Retrouvez chaque semaine le billet vert de Martine Billard, ancienne députée écologiste, oratrice nationale de la France insoumise. Cette semaine zoom sur la répressions des militants écolos.

La répression contre les actions écologistes n’est pas une nouveauté. À chaque fois ces dernières années que les intérêts du lobby nucléaire, militaire, chimique, ou de l’agro-industrie ont été pris pour cible…. la répression s’est abattue férocement.

L’opposition à l’extension du camp militaire du Larzac de 1971 à 1981 restera longtemps un modèle capable de rassembler des catégories de population très éloignées. Paysans, ouvriers (notamment ceux de Lip) et militants antimilitaristes s’y sont retrouvés autour d’actions non-violentes et innovantes. Malgré la répression utilisée à leur encontre, les militants ont fait céder le pouvoir. Une source d’inspiration pendant de nombreuses années.

Les constructions de plusieurs centrales nucléaires provoqueront également de nombreuses actions de militants écologistes.

* * * * * * * * *

# [Travail demandé]
1. D'après le billet sur la répression des militants écologistes, pourquoi l'opposition à l'extension du camp militaire du Larzac restera-t-elle longtemps un modèle ? Répondez en une à trois phrases.
2. Recopiez le passage du billet sur la répression des militants écologistes de « La répression contre » à « de militants écologistes. ».
3. Les affirmations suivantes s'accordent-elles avec le billet sur la répression des militants écologistes ? Répondez par oui ou par non et citez les mots du texte qui tranchent.
(a) L'opposition à l'extension du camp militaire du Larzac s'est étendue de 1971 à 1981.
(b) Face à la répression, les militants du Larzac ont fini par renoncer.
(c) La répression contre les actions écologistes est présentée comme un phénomène nouveau.

# [Données extraites]

* * * * * * * * *

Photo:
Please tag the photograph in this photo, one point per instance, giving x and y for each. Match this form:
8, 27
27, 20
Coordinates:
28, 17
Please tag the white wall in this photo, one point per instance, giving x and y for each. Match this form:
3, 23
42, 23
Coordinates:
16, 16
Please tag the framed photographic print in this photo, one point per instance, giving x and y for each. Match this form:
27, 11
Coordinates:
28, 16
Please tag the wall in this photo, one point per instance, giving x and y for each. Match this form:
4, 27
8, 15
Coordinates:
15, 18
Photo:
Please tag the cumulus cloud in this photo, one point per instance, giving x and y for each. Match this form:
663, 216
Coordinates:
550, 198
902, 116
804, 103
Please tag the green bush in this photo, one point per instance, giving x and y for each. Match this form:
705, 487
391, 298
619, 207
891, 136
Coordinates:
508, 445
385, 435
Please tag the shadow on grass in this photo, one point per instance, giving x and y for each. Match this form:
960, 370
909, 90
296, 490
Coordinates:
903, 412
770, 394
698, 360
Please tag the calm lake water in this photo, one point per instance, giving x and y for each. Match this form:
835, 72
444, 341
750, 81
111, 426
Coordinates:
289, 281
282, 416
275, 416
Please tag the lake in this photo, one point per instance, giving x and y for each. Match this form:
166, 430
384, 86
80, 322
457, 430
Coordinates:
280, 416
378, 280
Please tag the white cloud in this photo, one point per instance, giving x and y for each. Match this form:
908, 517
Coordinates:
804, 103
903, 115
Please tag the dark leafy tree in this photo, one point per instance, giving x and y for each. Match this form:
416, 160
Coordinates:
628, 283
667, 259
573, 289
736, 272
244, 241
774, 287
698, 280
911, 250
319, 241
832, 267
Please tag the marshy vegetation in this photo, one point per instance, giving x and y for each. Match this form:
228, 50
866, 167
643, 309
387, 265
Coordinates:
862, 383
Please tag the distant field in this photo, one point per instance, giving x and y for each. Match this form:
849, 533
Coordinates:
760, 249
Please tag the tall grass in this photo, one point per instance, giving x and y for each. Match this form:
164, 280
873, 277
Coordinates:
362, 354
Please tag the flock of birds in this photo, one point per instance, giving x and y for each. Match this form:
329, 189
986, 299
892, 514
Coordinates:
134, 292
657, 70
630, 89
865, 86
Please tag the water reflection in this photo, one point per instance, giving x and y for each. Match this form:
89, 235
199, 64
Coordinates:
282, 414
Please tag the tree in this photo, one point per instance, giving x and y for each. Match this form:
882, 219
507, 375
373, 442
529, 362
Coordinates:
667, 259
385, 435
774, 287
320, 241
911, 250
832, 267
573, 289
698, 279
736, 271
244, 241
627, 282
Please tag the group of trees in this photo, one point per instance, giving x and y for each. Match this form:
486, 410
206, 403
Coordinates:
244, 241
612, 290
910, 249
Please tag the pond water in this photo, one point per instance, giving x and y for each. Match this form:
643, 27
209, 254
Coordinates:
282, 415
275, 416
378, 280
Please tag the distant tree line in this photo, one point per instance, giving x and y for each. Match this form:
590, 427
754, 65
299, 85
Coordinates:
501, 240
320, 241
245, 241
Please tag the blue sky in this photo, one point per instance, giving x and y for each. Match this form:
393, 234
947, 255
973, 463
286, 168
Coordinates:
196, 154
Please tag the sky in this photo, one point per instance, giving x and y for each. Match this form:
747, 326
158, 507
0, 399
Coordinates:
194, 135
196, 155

* * * * * * * * *

# [Réponses attendues]
1. Elle a su rassembler des catégories de population très éloignées : paysans, ouvriers (notamment ceux de Lip) et militants antimilitaristes, réunis autour d'actions non-violentes et innovantes. Malgré la répression, ces militants ont fait céder le pouvoir.

2.
La répression contre les actions écologistes n’est pas une nouveauté. À chaque fois ces dernières années que les intérêts du lobby nucléaire, militaire, chimique, ou de l’agro-industrie ont été pris pour cible…. la répression s’est abattue férocement.

L’opposition à l’extension du camp militaire du Larzac de 1971 à 1981 restera longtemps un modèle capable de rassembler des catégories de population très éloignées. Paysans, ouvriers (notamment ceux de Lip) et militants antimilitaristes s’y sont retrouvés autour d’actions non-violentes et innovantes. Malgré la répression utilisée à leur encontre, les militants ont fait céder le pouvoir. Une source d’inspiration pendant de nombreuses années.

Les constructions de plusieurs centrales nucléaires provoqueront également de nombreuses actions de militants écologistes.

3.
(a) Oui : « L’opposition à l’extension du camp militaire du Larzac de 1971 à 1981 ».
(b) Non : « Malgré la répression utilisée à leur encontre, les militants ont fait céder le pouvoir. »
(c) Non : « La répression contre les actions écologistes n’est pas une nouveauté. »